Records excerpted from a collection:
- Opening Delimiter -
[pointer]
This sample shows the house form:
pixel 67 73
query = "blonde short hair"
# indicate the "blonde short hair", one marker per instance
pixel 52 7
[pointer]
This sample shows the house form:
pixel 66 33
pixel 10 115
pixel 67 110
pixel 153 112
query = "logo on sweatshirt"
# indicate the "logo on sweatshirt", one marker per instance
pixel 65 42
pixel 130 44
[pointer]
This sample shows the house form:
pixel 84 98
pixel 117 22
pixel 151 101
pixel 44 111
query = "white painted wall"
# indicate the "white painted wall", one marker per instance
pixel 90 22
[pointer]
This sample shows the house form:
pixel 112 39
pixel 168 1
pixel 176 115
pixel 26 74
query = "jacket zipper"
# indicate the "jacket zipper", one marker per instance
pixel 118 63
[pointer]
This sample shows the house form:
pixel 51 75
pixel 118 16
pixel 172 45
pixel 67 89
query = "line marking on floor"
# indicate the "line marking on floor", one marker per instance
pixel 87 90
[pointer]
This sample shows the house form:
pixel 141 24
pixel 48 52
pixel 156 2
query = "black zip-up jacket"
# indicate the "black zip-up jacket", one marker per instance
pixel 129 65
- Closing Delimiter -
- Opening Delimiter -
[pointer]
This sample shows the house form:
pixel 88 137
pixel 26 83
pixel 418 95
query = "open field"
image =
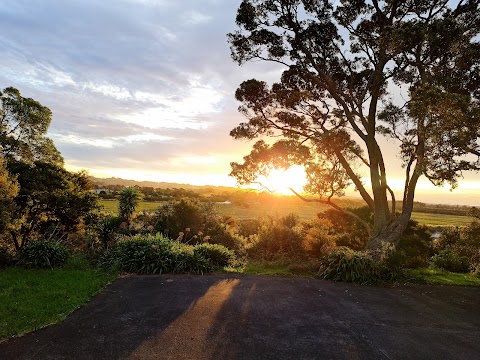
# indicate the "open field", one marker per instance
- Closing Delimiter -
WHAT YOU WILL DO –
What is the number of lines in the data that hold the word "field"? Reply with that number and nothing else.

ANSWER –
2